--- Try it ---
Nothing but the lines from the one containing "Mark every instance of the standing" to the end of the records that follow should be transcribed, each exactly, with the pictures left out.

+ + + + + + +

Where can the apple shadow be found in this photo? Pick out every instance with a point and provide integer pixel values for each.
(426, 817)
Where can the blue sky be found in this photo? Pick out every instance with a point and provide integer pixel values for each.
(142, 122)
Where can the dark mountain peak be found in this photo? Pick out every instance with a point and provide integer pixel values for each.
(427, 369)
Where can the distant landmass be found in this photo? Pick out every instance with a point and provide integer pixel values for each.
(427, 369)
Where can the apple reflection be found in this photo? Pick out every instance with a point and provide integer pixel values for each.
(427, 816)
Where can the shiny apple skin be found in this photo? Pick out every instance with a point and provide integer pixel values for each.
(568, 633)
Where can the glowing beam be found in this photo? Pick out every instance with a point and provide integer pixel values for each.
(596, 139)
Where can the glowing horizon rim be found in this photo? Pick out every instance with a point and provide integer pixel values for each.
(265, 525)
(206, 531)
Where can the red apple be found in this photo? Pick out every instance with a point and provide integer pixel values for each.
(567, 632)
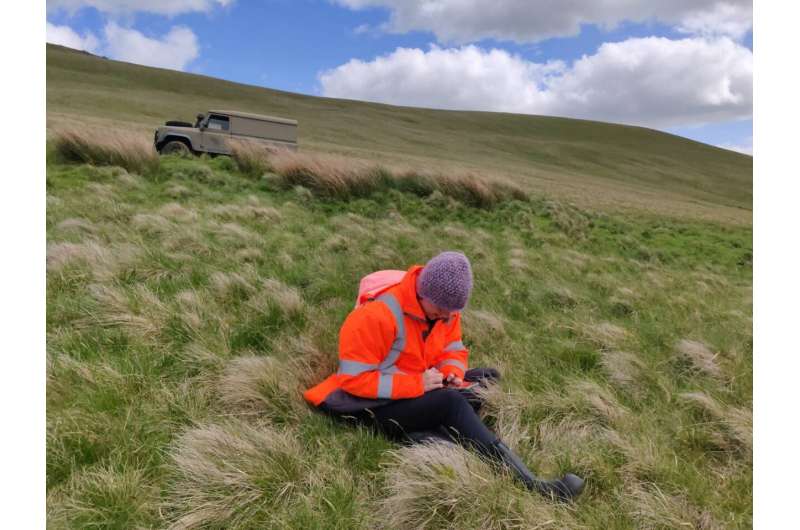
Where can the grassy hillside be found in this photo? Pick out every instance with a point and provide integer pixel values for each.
(597, 165)
(190, 303)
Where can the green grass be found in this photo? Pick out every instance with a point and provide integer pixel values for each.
(188, 308)
(600, 166)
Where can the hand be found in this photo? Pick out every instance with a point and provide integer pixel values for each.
(432, 379)
(453, 380)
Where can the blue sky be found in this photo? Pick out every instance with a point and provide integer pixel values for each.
(682, 66)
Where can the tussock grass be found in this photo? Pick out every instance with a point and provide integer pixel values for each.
(272, 293)
(605, 334)
(263, 386)
(104, 263)
(101, 498)
(439, 485)
(342, 177)
(699, 355)
(237, 475)
(163, 324)
(653, 508)
(501, 409)
(735, 423)
(624, 369)
(140, 313)
(106, 147)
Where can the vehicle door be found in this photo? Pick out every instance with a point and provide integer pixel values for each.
(214, 134)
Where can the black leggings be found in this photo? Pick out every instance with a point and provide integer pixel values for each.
(443, 407)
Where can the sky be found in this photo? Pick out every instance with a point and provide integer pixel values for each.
(681, 66)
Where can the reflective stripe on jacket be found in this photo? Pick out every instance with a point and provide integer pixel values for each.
(382, 354)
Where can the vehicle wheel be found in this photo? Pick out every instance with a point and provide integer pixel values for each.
(176, 147)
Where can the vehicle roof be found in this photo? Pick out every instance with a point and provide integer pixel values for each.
(260, 117)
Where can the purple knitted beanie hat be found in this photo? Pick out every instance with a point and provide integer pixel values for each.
(446, 280)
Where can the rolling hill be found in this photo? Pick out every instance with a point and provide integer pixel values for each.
(597, 165)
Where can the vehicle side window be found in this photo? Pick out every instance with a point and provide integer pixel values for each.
(219, 123)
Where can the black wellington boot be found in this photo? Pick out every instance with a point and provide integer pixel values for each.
(564, 489)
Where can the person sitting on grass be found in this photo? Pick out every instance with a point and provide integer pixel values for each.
(403, 369)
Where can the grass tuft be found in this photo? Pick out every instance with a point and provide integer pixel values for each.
(236, 476)
(106, 147)
(262, 386)
(440, 485)
(699, 356)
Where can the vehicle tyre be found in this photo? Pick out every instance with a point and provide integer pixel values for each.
(176, 147)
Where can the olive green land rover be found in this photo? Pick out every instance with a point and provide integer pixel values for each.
(212, 132)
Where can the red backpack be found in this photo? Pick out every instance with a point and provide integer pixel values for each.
(376, 283)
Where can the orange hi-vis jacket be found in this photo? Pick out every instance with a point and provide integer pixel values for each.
(382, 353)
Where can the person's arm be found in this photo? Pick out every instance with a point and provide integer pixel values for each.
(453, 359)
(365, 340)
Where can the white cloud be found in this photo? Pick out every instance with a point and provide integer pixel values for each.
(66, 36)
(719, 19)
(463, 21)
(124, 7)
(174, 50)
(651, 81)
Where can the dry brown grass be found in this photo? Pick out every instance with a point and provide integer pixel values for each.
(502, 409)
(605, 334)
(624, 369)
(438, 485)
(102, 497)
(263, 386)
(274, 293)
(236, 475)
(734, 423)
(650, 507)
(700, 356)
(77, 225)
(311, 363)
(106, 147)
(346, 177)
(140, 313)
(483, 322)
(103, 262)
(585, 399)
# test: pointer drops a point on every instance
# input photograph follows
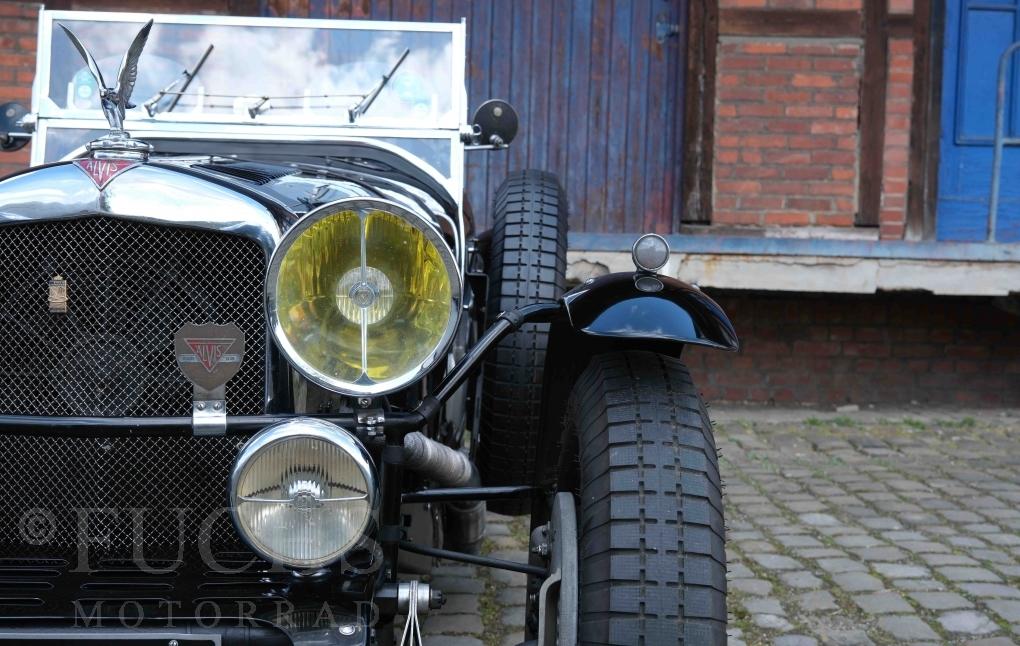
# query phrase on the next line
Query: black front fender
(643, 307)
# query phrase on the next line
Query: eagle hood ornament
(116, 100)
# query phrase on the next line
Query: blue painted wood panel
(976, 34)
(601, 100)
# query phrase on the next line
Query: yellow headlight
(364, 296)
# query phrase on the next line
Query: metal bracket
(208, 411)
(558, 597)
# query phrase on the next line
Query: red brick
(809, 203)
(787, 218)
(764, 47)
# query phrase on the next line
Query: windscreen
(267, 72)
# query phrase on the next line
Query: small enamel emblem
(57, 298)
(102, 171)
(209, 355)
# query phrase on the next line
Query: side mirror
(495, 123)
(13, 132)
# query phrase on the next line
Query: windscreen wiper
(152, 105)
(366, 101)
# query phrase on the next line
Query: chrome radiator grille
(130, 287)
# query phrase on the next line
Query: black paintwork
(649, 308)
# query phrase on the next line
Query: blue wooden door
(976, 34)
(601, 97)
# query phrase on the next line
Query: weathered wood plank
(872, 130)
(792, 22)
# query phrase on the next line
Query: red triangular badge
(101, 171)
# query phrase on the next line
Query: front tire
(526, 264)
(653, 562)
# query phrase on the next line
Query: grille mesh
(130, 287)
(181, 482)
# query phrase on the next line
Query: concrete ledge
(828, 274)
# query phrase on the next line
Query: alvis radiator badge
(58, 295)
(209, 355)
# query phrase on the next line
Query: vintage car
(260, 370)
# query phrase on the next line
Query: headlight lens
(364, 296)
(303, 493)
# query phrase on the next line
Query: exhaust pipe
(465, 522)
(437, 461)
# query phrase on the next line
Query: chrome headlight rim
(305, 428)
(363, 205)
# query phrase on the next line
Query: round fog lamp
(651, 252)
(303, 493)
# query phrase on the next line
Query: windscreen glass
(263, 73)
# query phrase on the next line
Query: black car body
(182, 308)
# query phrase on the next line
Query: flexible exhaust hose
(437, 461)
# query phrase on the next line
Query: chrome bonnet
(145, 193)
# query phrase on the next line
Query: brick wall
(886, 348)
(896, 154)
(786, 132)
(18, 23)
(792, 4)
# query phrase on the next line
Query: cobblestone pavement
(844, 530)
(869, 531)
(483, 606)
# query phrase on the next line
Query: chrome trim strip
(305, 428)
(428, 362)
(143, 193)
(104, 635)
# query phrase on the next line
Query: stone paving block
(775, 561)
(819, 519)
(883, 603)
(963, 574)
(917, 585)
(773, 622)
(858, 540)
(993, 555)
(760, 605)
(452, 624)
(837, 565)
(966, 541)
(948, 559)
(858, 582)
(901, 570)
(1009, 610)
(757, 546)
(816, 601)
(967, 622)
(907, 628)
(818, 552)
(513, 616)
(940, 600)
(451, 585)
(881, 523)
(758, 587)
(511, 596)
(795, 640)
(799, 540)
(879, 553)
(462, 604)
(842, 637)
(802, 580)
(451, 640)
(923, 546)
(991, 590)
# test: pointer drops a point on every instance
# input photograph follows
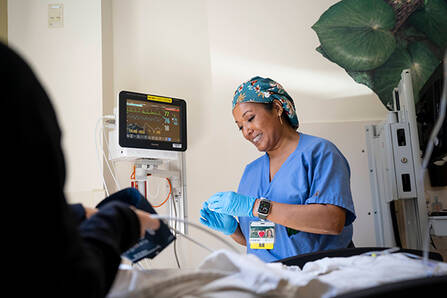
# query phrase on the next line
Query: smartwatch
(264, 208)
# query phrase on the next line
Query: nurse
(300, 187)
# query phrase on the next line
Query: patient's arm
(239, 237)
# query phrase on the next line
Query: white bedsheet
(226, 274)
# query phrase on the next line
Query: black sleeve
(49, 253)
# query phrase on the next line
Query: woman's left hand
(231, 203)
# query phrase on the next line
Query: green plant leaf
(417, 57)
(356, 34)
(361, 77)
(431, 19)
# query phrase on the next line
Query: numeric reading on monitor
(152, 121)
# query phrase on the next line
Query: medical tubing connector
(157, 216)
(430, 145)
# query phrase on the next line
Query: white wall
(68, 63)
(200, 51)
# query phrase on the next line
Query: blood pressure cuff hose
(154, 241)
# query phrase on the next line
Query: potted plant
(374, 40)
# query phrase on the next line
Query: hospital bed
(339, 273)
(433, 286)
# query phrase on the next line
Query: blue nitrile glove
(231, 203)
(224, 223)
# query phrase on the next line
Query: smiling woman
(300, 187)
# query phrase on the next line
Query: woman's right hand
(224, 223)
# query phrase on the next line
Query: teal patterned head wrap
(265, 90)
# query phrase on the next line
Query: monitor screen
(151, 121)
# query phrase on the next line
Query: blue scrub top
(316, 172)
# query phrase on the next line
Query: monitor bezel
(150, 144)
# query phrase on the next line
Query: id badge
(262, 235)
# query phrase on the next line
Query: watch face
(264, 207)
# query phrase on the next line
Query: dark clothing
(53, 252)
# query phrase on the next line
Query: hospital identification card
(262, 235)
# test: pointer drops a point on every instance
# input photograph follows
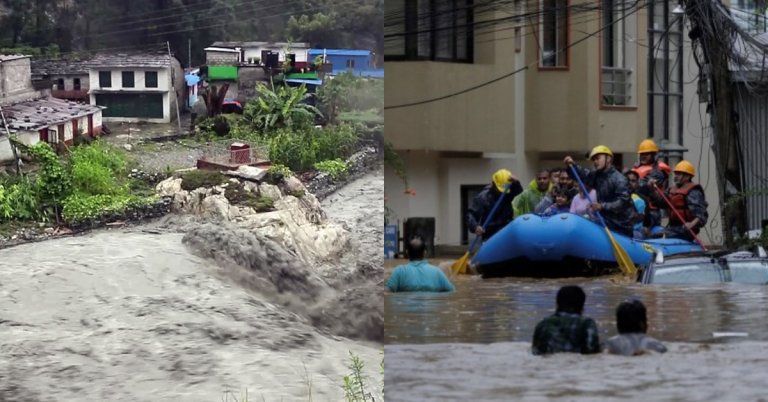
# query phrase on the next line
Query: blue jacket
(419, 276)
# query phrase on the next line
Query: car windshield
(749, 272)
(692, 273)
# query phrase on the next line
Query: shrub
(202, 178)
(80, 207)
(18, 201)
(336, 168)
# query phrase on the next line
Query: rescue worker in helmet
(485, 200)
(650, 167)
(613, 199)
(688, 199)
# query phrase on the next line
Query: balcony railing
(616, 86)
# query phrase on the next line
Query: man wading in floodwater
(418, 275)
(567, 330)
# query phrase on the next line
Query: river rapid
(178, 310)
(474, 344)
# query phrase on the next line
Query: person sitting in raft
(562, 202)
(580, 203)
(567, 330)
(418, 275)
(632, 324)
(615, 205)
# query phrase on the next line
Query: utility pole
(729, 168)
(173, 84)
(10, 142)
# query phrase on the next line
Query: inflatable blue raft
(564, 245)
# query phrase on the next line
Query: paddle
(460, 266)
(622, 258)
(672, 207)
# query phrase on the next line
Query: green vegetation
(91, 182)
(336, 168)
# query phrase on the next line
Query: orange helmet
(685, 167)
(647, 146)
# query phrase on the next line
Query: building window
(665, 73)
(554, 33)
(619, 25)
(105, 79)
(438, 30)
(150, 79)
(127, 79)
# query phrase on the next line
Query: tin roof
(45, 112)
(118, 60)
(276, 45)
(340, 52)
(59, 67)
(9, 57)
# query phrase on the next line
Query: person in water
(418, 275)
(567, 330)
(632, 324)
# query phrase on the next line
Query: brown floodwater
(507, 309)
(474, 344)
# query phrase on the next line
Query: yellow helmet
(600, 149)
(647, 146)
(685, 167)
(501, 178)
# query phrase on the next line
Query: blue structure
(563, 242)
(358, 62)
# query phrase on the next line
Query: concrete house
(33, 116)
(69, 79)
(522, 93)
(357, 62)
(137, 87)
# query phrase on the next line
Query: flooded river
(164, 312)
(475, 343)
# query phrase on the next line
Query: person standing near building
(650, 167)
(526, 202)
(689, 201)
(485, 200)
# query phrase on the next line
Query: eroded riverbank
(142, 314)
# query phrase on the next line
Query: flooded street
(148, 313)
(475, 343)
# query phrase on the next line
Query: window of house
(128, 79)
(105, 79)
(665, 73)
(438, 30)
(150, 79)
(618, 28)
(554, 33)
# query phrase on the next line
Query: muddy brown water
(475, 343)
(173, 311)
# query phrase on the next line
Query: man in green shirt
(567, 330)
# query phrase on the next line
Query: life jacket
(677, 197)
(643, 170)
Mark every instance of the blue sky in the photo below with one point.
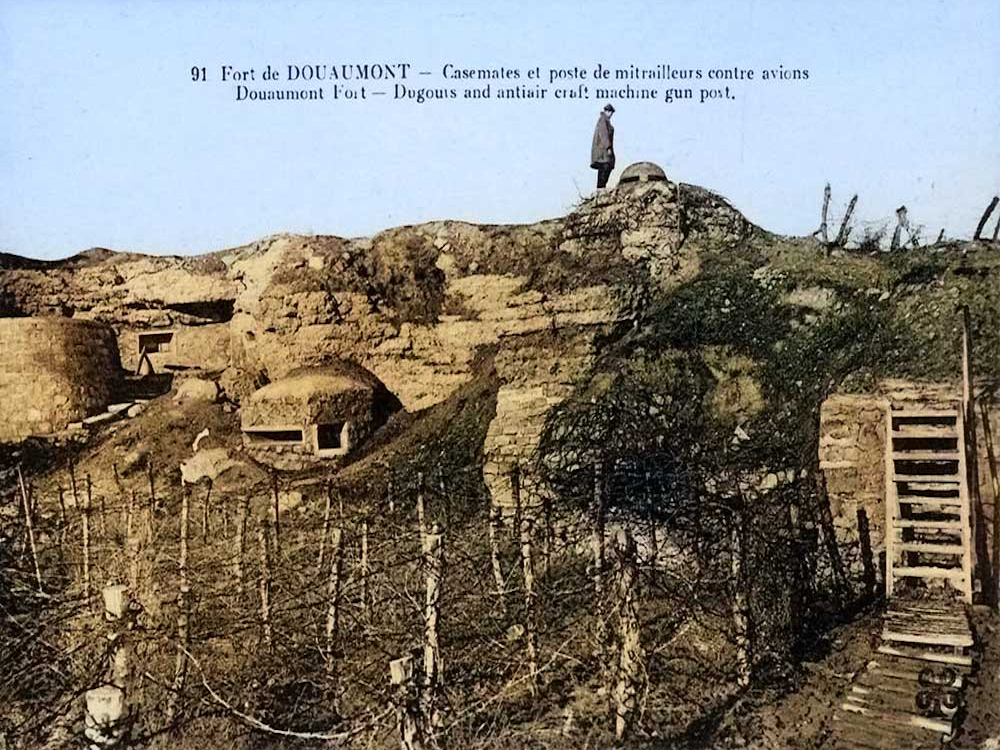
(106, 141)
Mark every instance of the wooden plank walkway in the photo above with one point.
(909, 694)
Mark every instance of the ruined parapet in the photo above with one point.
(314, 415)
(53, 371)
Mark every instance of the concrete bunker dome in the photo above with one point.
(53, 372)
(642, 171)
(314, 414)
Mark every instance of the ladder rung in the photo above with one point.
(937, 502)
(925, 414)
(928, 478)
(935, 549)
(962, 660)
(922, 523)
(924, 431)
(925, 455)
(928, 571)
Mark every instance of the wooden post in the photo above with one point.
(985, 218)
(103, 727)
(333, 594)
(129, 513)
(365, 568)
(549, 533)
(991, 458)
(183, 633)
(241, 532)
(421, 517)
(972, 456)
(597, 543)
(117, 608)
(132, 545)
(104, 511)
(822, 231)
(445, 505)
(654, 553)
(277, 516)
(406, 696)
(207, 511)
(740, 618)
(495, 527)
(901, 223)
(265, 581)
(86, 547)
(432, 654)
(62, 515)
(845, 228)
(631, 662)
(30, 527)
(528, 570)
(326, 527)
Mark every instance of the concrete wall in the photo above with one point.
(852, 458)
(535, 378)
(53, 371)
(302, 403)
(204, 347)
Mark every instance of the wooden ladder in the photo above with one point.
(927, 532)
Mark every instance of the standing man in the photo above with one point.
(602, 152)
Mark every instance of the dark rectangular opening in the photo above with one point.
(328, 436)
(274, 436)
(155, 342)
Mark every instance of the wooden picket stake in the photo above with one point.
(241, 531)
(102, 717)
(406, 696)
(63, 522)
(277, 516)
(265, 581)
(183, 631)
(365, 568)
(326, 528)
(207, 511)
(333, 594)
(495, 527)
(85, 518)
(421, 517)
(30, 527)
(433, 560)
(740, 618)
(631, 662)
(528, 571)
(845, 228)
(104, 510)
(132, 545)
(152, 483)
(598, 511)
(654, 554)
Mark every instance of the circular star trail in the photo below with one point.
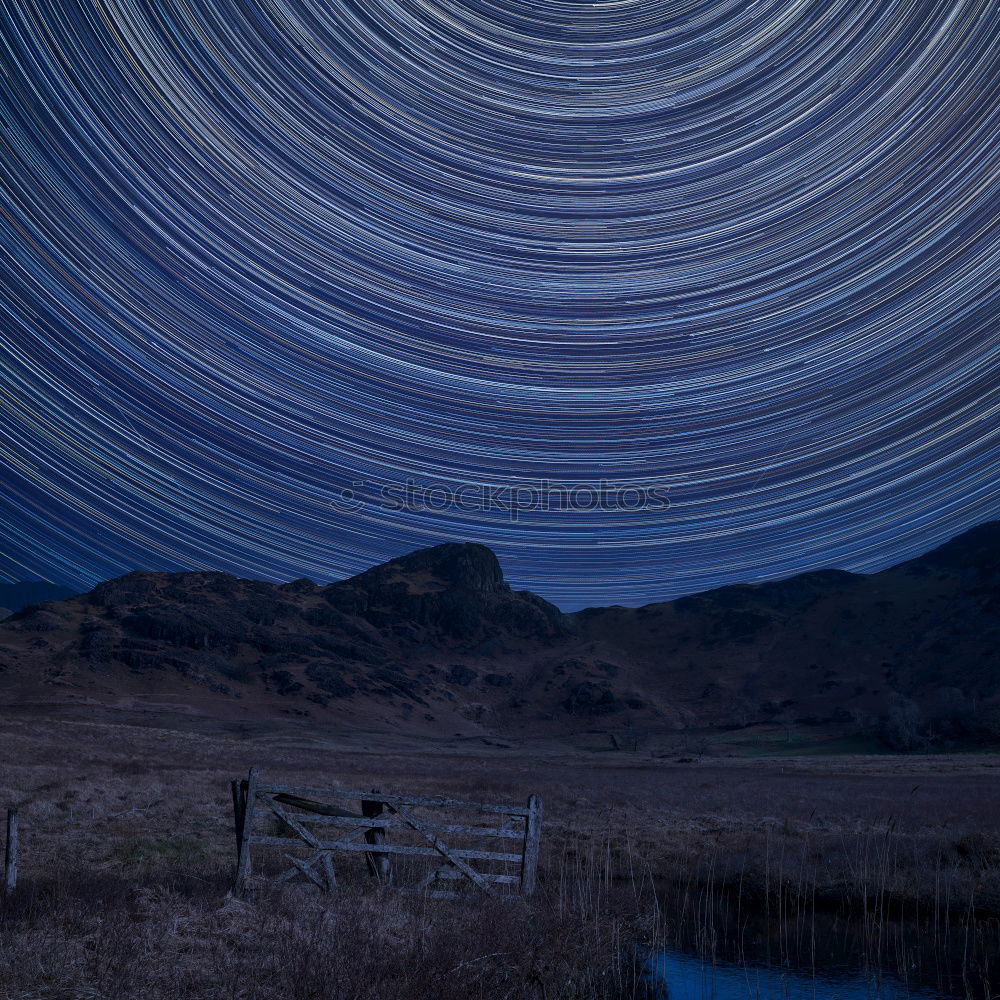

+ + + + + + +

--- Task response ---
Mark every instance of the standing man in the photo above with one point.
(602, 152)
Mark every instance of the dark rectangular opening in the photo above with one point.
(328, 436)
(274, 436)
(155, 342)
Mark every instance of the wooden picket stake in the photo above with one point.
(241, 531)
(102, 717)
(406, 696)
(63, 522)
(277, 516)
(265, 581)
(183, 631)
(365, 568)
(326, 528)
(207, 511)
(333, 594)
(495, 527)
(85, 518)
(421, 517)
(30, 527)
(433, 560)
(740, 618)
(631, 662)
(528, 571)
(845, 228)
(104, 510)
(132, 545)
(152, 483)
(598, 511)
(654, 554)
Mark every instance of the circular star trail in the photo below with one point.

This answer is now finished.